REQUEST: Return the lines starting at the one containing "mask of: **small window**" and ending at the one containing "[[[54,34],[54,31],[52,28],[50,28],[50,34],[53,35]]]", both included, copied character for character.

Labeled region records:
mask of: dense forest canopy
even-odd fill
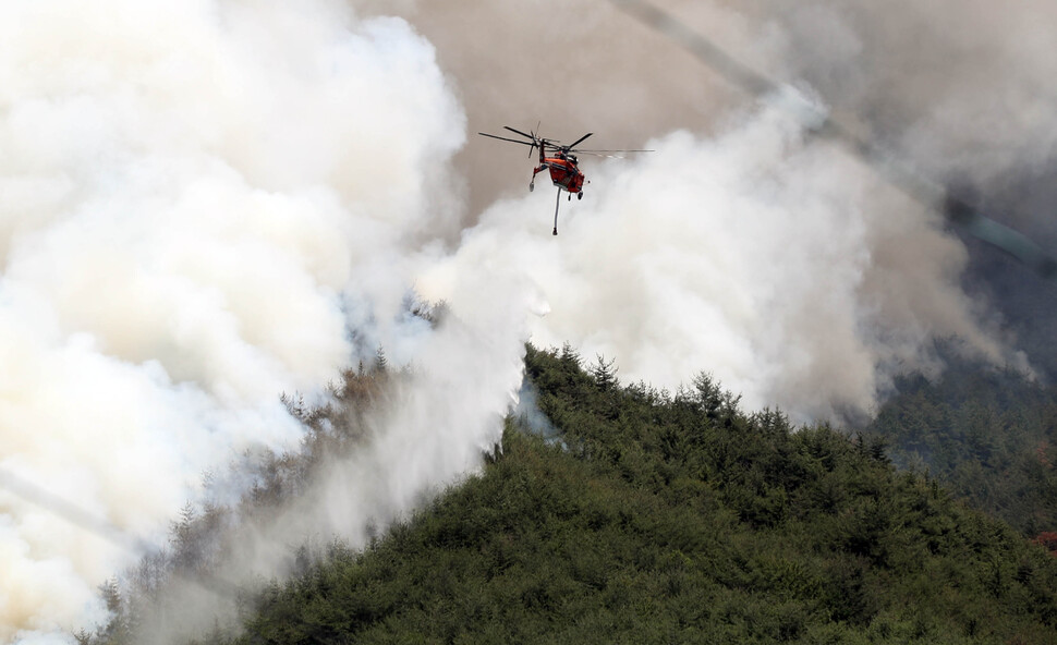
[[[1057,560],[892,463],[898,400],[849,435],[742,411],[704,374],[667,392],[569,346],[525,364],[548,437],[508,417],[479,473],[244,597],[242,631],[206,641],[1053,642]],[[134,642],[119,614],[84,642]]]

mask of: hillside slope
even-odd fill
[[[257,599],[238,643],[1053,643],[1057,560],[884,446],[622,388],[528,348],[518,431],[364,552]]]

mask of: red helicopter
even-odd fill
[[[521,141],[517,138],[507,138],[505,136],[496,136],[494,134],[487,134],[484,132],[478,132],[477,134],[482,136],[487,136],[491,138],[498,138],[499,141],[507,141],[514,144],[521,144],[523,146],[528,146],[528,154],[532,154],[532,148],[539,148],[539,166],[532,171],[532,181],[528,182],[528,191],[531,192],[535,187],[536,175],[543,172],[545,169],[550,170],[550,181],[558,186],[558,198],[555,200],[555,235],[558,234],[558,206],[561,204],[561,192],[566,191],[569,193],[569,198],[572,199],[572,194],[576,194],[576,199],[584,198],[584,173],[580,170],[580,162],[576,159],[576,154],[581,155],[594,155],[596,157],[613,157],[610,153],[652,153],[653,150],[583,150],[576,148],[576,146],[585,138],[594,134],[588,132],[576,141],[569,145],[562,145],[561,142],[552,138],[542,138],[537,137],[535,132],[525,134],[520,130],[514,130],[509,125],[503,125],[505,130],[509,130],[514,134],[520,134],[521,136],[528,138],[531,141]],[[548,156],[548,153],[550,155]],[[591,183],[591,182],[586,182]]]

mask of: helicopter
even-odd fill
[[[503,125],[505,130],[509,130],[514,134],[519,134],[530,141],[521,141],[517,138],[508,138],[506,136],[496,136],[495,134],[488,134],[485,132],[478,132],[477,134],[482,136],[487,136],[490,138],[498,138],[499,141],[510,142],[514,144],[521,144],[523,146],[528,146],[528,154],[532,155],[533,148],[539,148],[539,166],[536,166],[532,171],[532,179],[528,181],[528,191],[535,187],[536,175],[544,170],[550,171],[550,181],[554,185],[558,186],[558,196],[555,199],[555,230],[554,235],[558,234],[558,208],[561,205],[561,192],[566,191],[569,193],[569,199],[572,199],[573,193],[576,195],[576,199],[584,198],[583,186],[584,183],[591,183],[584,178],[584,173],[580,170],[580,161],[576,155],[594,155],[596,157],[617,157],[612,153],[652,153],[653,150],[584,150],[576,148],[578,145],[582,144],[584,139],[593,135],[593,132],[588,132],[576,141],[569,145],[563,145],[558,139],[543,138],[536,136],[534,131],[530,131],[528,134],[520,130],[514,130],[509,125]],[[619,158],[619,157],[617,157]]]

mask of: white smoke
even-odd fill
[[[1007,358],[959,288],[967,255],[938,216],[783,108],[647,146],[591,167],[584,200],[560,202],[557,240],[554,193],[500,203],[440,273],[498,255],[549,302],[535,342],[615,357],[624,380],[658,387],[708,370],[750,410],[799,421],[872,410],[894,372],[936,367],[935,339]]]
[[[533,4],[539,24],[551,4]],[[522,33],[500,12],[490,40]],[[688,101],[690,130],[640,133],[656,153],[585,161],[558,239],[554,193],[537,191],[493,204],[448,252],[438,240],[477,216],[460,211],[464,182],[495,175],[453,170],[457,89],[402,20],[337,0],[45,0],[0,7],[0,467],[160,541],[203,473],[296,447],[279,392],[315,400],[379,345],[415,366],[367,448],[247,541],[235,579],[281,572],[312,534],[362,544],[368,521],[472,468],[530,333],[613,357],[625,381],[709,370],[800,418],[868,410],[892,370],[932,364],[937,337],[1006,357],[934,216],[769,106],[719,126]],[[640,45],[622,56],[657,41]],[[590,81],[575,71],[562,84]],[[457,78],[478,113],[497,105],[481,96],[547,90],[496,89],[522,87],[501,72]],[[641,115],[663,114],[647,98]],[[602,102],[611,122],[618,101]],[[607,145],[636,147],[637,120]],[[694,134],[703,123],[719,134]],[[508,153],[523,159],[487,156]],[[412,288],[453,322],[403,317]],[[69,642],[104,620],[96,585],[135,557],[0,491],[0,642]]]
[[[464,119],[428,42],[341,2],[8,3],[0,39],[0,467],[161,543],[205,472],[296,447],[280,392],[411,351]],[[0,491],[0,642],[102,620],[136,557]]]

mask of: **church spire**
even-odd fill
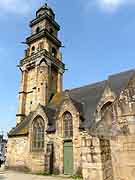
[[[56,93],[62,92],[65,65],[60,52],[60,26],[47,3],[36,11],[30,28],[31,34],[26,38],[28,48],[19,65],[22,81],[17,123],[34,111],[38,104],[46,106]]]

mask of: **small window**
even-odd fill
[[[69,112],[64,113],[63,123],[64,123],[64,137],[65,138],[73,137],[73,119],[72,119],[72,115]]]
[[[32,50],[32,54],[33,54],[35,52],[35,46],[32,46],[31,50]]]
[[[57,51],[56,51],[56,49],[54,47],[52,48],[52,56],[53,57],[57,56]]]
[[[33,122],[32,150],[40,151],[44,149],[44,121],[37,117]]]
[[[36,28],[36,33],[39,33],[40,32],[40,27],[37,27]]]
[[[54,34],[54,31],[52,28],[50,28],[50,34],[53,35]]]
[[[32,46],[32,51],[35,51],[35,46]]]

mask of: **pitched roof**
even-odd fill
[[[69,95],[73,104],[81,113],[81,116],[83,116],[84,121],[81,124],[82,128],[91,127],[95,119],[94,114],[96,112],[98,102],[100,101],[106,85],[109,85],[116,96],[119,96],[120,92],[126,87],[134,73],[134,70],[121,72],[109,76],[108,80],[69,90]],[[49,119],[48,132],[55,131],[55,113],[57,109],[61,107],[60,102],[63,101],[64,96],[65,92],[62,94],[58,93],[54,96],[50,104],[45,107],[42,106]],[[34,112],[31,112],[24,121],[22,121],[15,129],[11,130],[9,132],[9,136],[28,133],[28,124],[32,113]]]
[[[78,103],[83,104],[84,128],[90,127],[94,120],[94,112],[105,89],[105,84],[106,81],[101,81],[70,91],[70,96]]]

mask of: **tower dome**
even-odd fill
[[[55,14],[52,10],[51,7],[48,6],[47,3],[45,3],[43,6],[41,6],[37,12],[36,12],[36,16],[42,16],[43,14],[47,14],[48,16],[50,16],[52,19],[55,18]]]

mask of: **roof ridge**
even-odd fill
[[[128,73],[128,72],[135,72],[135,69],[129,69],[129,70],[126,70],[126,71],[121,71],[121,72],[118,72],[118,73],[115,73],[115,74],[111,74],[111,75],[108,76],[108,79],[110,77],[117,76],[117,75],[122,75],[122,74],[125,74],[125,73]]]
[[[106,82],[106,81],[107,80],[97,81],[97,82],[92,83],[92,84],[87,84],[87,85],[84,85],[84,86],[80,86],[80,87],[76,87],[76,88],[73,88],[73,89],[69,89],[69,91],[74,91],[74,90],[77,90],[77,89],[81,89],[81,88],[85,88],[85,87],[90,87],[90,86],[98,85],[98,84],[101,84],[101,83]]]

WRITTEN RESPONSE:
mask of: **small window**
even-odd fill
[[[69,112],[64,113],[63,123],[64,123],[64,137],[65,138],[73,137],[73,119],[72,119],[72,115]]]
[[[32,50],[32,54],[33,54],[35,52],[35,46],[32,46],[31,50]]]
[[[57,51],[56,51],[56,49],[54,47],[52,48],[52,56],[53,57],[57,56]]]
[[[33,122],[32,150],[40,151],[44,149],[44,121],[37,117]]]
[[[36,28],[36,33],[39,33],[40,32],[40,27],[37,27]]]
[[[54,34],[54,31],[52,28],[50,28],[50,34],[53,35]]]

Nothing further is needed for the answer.